Task instructions -
Can you print the rows below word for word, starting with the line that contains "Practice step: locate the sky" and going on through the line that contains "x=193, y=24", with both of those lines included?

>> Begin Material

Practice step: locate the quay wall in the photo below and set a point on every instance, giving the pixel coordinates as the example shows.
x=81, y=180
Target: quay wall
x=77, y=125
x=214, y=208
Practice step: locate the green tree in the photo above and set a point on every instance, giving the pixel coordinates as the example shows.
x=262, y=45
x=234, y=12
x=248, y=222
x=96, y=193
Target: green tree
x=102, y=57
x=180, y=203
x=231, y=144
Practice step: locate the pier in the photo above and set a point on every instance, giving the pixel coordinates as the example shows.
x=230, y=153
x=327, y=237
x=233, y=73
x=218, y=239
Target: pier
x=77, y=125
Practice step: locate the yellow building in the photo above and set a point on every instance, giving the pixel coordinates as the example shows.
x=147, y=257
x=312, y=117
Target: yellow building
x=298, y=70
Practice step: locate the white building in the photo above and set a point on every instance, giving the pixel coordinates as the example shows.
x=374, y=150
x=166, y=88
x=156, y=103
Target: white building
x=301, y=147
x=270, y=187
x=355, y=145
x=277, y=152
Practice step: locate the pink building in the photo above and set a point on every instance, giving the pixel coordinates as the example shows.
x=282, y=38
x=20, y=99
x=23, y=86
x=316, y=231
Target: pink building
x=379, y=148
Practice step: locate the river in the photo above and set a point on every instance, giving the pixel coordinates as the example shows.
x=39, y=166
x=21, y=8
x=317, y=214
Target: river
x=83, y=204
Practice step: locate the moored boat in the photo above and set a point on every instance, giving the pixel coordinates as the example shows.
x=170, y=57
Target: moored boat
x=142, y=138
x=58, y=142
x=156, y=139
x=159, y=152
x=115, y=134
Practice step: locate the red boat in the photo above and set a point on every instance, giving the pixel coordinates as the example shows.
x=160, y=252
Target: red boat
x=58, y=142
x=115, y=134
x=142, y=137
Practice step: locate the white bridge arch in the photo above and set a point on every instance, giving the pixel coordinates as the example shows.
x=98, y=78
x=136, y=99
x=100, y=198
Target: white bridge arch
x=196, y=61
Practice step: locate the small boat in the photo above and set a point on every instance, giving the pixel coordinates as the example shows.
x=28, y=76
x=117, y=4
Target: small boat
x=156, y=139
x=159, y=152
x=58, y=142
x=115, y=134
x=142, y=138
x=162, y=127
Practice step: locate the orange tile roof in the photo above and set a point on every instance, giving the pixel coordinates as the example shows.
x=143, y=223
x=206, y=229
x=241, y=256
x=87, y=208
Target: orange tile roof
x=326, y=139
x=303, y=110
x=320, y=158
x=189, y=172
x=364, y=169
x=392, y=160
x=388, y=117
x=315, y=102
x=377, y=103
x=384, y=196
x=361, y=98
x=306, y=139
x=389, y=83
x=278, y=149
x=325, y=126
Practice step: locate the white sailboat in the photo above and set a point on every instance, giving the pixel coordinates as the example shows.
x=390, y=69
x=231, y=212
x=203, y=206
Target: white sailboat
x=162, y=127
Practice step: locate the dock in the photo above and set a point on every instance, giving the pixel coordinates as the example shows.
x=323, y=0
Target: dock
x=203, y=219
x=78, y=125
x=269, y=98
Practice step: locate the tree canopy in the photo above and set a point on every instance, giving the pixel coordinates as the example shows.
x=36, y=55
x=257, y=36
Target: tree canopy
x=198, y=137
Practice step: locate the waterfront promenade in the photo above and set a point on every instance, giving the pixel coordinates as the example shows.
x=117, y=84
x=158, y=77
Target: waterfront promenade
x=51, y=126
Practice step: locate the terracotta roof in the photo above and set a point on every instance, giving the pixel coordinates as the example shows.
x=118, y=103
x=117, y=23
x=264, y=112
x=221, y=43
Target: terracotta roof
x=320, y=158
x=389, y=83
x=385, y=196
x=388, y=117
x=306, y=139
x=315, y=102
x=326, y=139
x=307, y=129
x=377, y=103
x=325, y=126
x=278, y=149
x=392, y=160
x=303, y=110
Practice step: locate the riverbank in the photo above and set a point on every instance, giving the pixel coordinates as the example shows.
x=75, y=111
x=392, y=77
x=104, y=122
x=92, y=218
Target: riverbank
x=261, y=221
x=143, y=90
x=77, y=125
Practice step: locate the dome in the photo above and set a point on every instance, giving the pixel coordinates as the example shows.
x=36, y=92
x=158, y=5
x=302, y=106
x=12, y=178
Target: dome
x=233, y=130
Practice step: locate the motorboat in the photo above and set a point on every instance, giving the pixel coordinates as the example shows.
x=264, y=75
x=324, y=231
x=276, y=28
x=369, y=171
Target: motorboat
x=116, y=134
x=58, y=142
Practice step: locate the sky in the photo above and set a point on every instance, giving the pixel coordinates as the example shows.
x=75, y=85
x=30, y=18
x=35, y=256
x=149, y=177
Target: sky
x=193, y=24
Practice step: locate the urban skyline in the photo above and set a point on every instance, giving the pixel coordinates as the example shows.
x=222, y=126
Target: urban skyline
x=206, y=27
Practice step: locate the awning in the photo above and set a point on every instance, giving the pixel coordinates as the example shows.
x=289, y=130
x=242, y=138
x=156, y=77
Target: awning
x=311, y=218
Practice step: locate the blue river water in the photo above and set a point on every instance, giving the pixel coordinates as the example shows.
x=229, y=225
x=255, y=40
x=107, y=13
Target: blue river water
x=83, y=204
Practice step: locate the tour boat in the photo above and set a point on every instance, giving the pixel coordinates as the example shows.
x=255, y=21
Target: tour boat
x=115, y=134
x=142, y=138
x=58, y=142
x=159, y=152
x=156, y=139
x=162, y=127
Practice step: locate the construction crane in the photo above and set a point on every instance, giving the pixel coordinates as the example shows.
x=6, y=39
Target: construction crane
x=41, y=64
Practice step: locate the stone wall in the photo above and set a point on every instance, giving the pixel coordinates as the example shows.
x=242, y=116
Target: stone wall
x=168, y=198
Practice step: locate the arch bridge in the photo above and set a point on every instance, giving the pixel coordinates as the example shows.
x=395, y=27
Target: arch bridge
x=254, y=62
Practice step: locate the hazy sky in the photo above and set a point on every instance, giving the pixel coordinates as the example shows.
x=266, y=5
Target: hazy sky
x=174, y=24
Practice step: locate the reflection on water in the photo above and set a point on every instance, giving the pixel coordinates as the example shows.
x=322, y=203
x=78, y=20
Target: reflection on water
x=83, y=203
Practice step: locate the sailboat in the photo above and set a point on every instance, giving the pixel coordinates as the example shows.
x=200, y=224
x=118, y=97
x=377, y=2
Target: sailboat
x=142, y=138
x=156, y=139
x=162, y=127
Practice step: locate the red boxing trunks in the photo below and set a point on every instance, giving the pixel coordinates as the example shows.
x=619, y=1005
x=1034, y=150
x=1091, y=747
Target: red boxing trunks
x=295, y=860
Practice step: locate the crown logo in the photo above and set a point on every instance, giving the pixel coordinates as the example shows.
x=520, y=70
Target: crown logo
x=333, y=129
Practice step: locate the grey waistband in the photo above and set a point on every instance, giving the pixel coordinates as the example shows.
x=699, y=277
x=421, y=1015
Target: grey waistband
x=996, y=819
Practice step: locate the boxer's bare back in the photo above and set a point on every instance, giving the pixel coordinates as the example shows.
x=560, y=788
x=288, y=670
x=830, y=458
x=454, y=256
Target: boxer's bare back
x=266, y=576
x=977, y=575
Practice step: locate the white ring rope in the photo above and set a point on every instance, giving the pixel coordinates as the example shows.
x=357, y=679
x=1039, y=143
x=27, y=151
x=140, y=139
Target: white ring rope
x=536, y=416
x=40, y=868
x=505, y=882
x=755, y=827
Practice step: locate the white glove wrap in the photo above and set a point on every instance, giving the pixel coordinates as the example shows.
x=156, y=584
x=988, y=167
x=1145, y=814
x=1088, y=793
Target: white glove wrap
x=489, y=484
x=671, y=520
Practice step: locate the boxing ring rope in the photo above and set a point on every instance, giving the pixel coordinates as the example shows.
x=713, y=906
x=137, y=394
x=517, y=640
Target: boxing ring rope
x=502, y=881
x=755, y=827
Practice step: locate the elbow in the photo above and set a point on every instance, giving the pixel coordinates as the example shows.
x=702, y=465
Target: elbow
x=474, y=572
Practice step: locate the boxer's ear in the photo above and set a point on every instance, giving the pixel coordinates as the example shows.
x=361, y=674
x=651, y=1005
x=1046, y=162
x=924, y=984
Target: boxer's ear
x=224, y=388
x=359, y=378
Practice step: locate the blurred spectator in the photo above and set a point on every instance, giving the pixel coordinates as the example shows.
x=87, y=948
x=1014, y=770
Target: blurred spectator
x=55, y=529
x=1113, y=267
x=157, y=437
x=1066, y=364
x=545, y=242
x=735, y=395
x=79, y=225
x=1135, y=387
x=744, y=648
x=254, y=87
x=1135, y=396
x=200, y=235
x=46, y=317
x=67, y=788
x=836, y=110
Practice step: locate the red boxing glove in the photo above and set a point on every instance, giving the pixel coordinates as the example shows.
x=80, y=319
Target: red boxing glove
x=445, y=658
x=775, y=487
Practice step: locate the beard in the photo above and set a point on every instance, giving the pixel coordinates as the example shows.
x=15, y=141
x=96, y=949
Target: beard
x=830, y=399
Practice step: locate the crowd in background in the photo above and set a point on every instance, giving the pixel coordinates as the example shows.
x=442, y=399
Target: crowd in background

>> End Material

Solution to this task -
Practice step: locate the sky in the photo above and set a point on every instance, giving the pixel coordinates as the example shows.
x=75, y=85
x=30, y=18
x=35, y=256
x=149, y=177
Target: sky
x=193, y=24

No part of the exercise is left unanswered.